Task statement: The entries are to be given again in full. Every word must match.

Data for this task:
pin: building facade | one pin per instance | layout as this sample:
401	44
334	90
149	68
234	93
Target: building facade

Response to this task:
pin: building facade | one pin per instance | layout as this sample:
401	44
334	90
149	68
234	93
Target: building facade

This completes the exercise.